▸ AIM OF THE EXERCISE: Identify each line below containing the string "house" and copy it.

Stored data entries
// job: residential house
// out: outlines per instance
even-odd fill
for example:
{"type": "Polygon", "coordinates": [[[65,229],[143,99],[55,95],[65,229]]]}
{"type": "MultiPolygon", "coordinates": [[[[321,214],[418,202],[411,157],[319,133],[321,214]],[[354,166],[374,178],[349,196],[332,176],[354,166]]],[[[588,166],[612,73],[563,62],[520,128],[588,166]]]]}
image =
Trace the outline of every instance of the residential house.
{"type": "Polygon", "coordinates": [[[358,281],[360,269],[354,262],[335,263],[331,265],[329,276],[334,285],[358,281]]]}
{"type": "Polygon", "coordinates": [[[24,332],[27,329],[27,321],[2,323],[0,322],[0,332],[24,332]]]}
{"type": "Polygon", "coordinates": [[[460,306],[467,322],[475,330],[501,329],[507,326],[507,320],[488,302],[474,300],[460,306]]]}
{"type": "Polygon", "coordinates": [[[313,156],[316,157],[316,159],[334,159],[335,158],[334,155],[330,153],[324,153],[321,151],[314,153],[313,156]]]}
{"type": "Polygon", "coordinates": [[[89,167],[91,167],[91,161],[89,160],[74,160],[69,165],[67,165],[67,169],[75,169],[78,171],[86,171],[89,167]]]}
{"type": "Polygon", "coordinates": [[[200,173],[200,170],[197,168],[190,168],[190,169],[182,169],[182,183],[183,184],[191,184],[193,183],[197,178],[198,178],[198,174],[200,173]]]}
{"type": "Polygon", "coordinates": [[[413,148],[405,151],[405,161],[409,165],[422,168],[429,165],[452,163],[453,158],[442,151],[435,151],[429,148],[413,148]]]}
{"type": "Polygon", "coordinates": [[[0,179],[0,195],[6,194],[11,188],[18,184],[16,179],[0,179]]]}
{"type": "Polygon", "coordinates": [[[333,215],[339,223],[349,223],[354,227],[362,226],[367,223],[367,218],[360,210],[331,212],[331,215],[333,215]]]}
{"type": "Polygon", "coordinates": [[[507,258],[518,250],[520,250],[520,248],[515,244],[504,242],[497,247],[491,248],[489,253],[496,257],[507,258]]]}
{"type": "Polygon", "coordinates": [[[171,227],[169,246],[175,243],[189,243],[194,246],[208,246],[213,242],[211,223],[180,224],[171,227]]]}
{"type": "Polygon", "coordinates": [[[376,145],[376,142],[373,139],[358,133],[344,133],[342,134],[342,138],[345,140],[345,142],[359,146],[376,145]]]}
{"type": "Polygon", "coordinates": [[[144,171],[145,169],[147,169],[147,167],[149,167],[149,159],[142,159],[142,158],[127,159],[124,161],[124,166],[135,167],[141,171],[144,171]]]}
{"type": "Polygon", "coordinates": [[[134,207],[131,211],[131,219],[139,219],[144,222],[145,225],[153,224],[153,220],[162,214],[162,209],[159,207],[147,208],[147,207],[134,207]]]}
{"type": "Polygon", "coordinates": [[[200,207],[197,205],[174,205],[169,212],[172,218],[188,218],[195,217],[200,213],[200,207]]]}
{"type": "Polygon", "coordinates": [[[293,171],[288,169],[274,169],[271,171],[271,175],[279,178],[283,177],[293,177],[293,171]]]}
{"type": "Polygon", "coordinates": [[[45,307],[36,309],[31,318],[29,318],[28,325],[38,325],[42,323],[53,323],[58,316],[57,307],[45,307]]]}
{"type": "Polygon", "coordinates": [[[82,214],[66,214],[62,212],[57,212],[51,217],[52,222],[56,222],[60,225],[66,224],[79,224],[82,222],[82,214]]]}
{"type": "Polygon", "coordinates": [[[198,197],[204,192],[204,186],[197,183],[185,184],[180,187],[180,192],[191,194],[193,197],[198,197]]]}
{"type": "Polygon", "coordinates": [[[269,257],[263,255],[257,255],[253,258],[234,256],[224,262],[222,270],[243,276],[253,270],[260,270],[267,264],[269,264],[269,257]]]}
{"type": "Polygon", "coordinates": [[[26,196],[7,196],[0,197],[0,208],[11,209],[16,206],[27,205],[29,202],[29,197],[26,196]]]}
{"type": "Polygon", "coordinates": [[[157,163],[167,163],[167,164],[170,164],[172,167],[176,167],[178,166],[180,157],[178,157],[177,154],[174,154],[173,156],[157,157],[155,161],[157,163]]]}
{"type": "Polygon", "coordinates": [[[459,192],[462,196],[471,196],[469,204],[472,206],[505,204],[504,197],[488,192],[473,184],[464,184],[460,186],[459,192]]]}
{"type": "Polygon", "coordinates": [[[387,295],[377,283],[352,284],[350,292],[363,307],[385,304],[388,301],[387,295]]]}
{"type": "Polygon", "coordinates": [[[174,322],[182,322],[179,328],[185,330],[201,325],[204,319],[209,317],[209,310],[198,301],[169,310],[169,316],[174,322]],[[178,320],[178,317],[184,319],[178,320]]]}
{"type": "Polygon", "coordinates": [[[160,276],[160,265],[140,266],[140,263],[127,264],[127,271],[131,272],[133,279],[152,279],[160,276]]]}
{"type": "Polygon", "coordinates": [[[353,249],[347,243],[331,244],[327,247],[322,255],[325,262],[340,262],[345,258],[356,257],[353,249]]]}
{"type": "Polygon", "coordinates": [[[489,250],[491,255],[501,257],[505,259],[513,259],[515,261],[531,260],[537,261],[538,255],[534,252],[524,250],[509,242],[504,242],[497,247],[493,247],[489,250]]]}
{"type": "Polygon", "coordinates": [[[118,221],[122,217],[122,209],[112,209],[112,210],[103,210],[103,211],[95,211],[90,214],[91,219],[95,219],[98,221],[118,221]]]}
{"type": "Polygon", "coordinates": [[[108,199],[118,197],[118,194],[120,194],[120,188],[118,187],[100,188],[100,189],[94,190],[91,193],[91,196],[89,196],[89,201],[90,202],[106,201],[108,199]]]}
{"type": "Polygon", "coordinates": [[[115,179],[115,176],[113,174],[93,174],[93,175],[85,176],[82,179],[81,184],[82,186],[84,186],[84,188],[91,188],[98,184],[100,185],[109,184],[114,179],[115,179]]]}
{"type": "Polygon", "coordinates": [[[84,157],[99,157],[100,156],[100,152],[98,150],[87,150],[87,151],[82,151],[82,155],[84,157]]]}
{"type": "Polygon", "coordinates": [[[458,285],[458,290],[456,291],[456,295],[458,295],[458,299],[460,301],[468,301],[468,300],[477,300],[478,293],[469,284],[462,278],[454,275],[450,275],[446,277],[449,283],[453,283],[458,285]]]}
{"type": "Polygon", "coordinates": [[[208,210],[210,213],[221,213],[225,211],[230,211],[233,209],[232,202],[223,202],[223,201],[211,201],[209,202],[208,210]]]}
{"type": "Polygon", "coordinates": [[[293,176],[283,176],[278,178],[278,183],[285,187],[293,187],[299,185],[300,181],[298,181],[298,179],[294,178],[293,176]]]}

▸ FINISHED EXERCISE:
// job: residential house
Trace the outline of every instance of the residential house.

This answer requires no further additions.